## What needs to be done
Could you return every record below word for word, leaving out the pictures?
** Opening Dataset block **
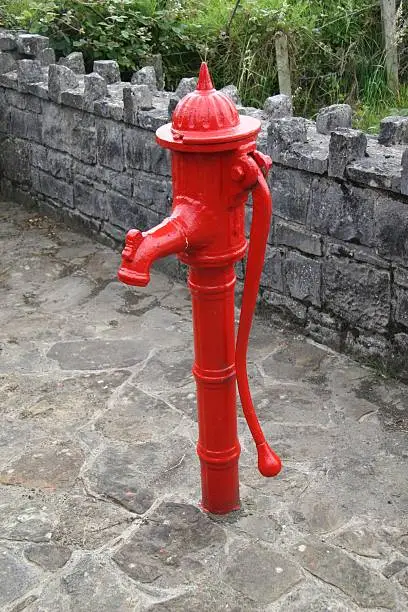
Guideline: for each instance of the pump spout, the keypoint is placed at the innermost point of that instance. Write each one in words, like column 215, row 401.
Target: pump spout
column 143, row 248
column 190, row 226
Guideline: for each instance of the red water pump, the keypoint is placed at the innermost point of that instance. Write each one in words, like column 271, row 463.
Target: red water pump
column 215, row 165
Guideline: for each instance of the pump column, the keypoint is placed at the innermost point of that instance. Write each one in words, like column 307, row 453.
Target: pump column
column 218, row 448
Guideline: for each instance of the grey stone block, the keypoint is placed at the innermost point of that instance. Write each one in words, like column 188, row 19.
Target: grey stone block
column 142, row 152
column 391, row 228
column 393, row 130
column 152, row 191
column 110, row 109
column 62, row 129
column 95, row 88
column 40, row 90
column 290, row 193
column 135, row 97
column 377, row 170
column 33, row 104
column 60, row 78
column 7, row 41
column 29, row 71
column 89, row 199
column 125, row 213
column 186, row 86
column 9, row 79
column 272, row 278
column 302, row 277
column 15, row 160
column 283, row 133
column 323, row 328
column 52, row 187
column 32, row 44
column 152, row 119
column 84, row 139
column 285, row 305
column 145, row 76
column 345, row 146
column 25, row 125
column 232, row 92
column 108, row 69
column 404, row 172
column 357, row 293
column 356, row 253
column 7, row 62
column 156, row 61
column 74, row 98
column 46, row 56
column 53, row 162
column 333, row 117
column 74, row 61
column 110, row 144
column 343, row 211
column 16, row 98
column 296, row 236
column 279, row 106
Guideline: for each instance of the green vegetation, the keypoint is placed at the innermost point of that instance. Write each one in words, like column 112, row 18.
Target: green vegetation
column 336, row 48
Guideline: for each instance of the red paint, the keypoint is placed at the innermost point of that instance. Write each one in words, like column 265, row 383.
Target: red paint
column 214, row 167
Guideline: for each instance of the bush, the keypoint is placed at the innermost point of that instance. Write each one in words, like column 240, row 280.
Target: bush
column 124, row 30
column 336, row 48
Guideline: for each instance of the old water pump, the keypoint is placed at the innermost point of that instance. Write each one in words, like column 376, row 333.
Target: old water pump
column 215, row 165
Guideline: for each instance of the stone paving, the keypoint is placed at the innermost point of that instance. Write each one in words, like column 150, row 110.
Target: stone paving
column 99, row 480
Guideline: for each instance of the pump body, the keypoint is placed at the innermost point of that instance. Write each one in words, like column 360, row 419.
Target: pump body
column 214, row 167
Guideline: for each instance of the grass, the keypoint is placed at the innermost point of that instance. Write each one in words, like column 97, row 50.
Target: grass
column 336, row 48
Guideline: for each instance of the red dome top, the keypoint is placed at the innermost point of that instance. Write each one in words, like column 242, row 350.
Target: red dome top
column 206, row 117
column 205, row 109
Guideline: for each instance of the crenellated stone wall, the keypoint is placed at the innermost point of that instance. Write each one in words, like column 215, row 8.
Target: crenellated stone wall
column 82, row 148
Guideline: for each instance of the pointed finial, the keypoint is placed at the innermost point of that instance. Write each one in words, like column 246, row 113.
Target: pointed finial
column 204, row 79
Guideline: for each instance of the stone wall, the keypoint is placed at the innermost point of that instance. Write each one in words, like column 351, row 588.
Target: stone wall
column 82, row 147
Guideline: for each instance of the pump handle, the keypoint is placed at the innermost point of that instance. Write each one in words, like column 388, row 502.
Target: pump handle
column 269, row 464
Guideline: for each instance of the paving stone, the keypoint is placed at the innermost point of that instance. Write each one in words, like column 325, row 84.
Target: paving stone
column 312, row 597
column 48, row 556
column 318, row 516
column 403, row 580
column 16, row 577
column 52, row 466
column 295, row 359
column 139, row 417
column 361, row 541
column 261, row 573
column 131, row 432
column 88, row 523
column 206, row 598
column 96, row 354
column 394, row 567
column 94, row 584
column 366, row 587
column 171, row 547
column 29, row 525
column 130, row 474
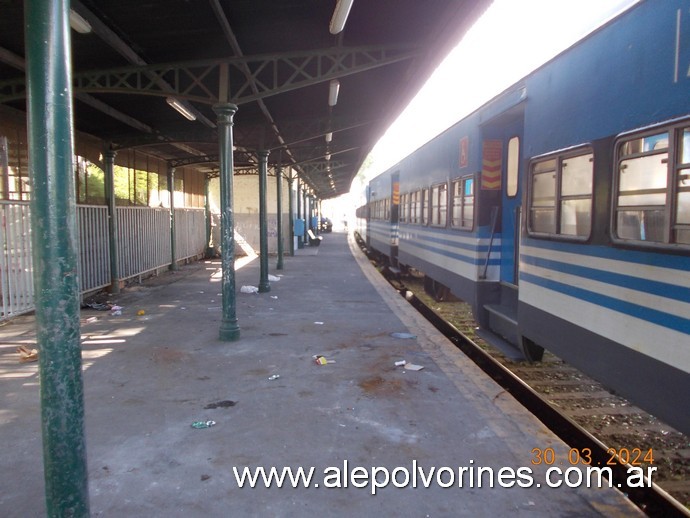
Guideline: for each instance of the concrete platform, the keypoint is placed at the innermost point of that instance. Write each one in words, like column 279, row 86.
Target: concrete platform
column 147, row 378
** Closing Dataset block **
## Task result
Guideline: for each instance of the pump spout, the keypoint is placed at the innermost point of that instance. Write each one in words, like column 215, row 401.
Target: pump spout
column 143, row 248
column 190, row 226
Guideline: for each instance of the red water pump, the keypoint is placed at the innermost point of that instance. Write each one in words, like column 271, row 463.
Target: red water pump
column 215, row 165
Guideline: for each instance of the pump column, the keypoint is placed at the innermost point of that instance. Write each one in words, like column 307, row 453.
Target: pump column
column 218, row 448
Guideline: for each instance of the grey stone block, the keypoint is placed at the innermost point of that instance. Write each one in words, like column 188, row 19.
Target: grey stone block
column 142, row 152
column 391, row 228
column 393, row 130
column 152, row 191
column 110, row 109
column 62, row 129
column 95, row 88
column 40, row 90
column 290, row 193
column 135, row 97
column 377, row 170
column 33, row 104
column 60, row 78
column 7, row 41
column 29, row 71
column 89, row 199
column 125, row 213
column 186, row 86
column 9, row 79
column 272, row 278
column 302, row 277
column 15, row 160
column 283, row 133
column 323, row 328
column 52, row 187
column 32, row 44
column 152, row 119
column 84, row 139
column 285, row 305
column 145, row 76
column 345, row 146
column 25, row 125
column 232, row 92
column 108, row 69
column 404, row 172
column 357, row 293
column 356, row 253
column 7, row 62
column 156, row 61
column 74, row 98
column 46, row 56
column 53, row 162
column 333, row 117
column 74, row 61
column 110, row 144
column 343, row 211
column 16, row 98
column 296, row 236
column 279, row 106
Guideline: for each instance of the green vegetation, the keypoint is placed at the innermost point of that instance. Write each one in words, like column 112, row 18.
Target: green vegetation
column 336, row 48
Guideline: for each instance of the red paint, the keypoint is placed at the innermost point of that instance. Write each one in words, like column 265, row 383.
Target: red paint
column 214, row 167
Guideline: for each instance of the bush, the keypoint is placed at the innermost point of that instance. Write each one in words, like column 240, row 280.
Target: bush
column 124, row 30
column 336, row 48
Guideline: for each instance of the old water pump, the keypoint is placed at the innermost point of that instance. Write each one in words, like column 376, row 333.
Target: old water pump
column 215, row 165
Guideline: for each instance of the stone paving, the keypoint is placed at the innermost point of that instance. Write each one in words, like column 150, row 110.
Target: stone paving
column 99, row 480
Guideline: for each instance of the pump body, the keypoint is placed at the innermost point of that instance. Write each one in words, like column 360, row 419.
Target: pump body
column 214, row 167
Guideline: for each instance of the grass, the keypoint is placed at the innermost point of that instance. Write each one in words, like column 97, row 50.
Target: grass
column 336, row 48
Guideline: for each instance of the red dome top, the keypoint is placed at the innermost point of that instance. Write each one in words, like column 242, row 350.
Target: red dome top
column 206, row 117
column 205, row 109
Guideline: for each instance of the crenellated stone wall, the keypoint is placed at the innermost point of that instance. Write each one in words, like column 215, row 8.
Target: crenellated stone wall
column 82, row 148
Guideline: for each instance of the pointed finial, the keypoint is placed at the innermost point of that instance. Write each one in words, like column 246, row 113.
Target: pointed finial
column 204, row 79
Guideline: for each instance of the stone wall, the keypoint is placed at the innermost point of that instance. Write each one in words, like column 351, row 588.
Target: stone wall
column 82, row 147
Guideline: for each instance of the pump handle, the keypoint is placed at the innermost point of that instance. Write each one in words, like column 388, row 502.
Target: pump handle
column 269, row 464
Guideline: for each instance of the paving stone, the keypoint is placed at the innermost point of that instance. Write each one in words, like column 325, row 84.
Target: paving stone
column 312, row 597
column 48, row 556
column 318, row 516
column 403, row 580
column 16, row 577
column 52, row 466
column 295, row 359
column 139, row 417
column 361, row 541
column 261, row 573
column 131, row 432
column 88, row 523
column 206, row 598
column 96, row 354
column 394, row 567
column 94, row 584
column 366, row 587
column 171, row 547
column 29, row 525
column 130, row 474
Guideline: for each instance of the concrete platform, the keypoint is placed at the innermost point of that instance. Write each one in words, like column 279, row 86.
Target: concrete platform
column 147, row 378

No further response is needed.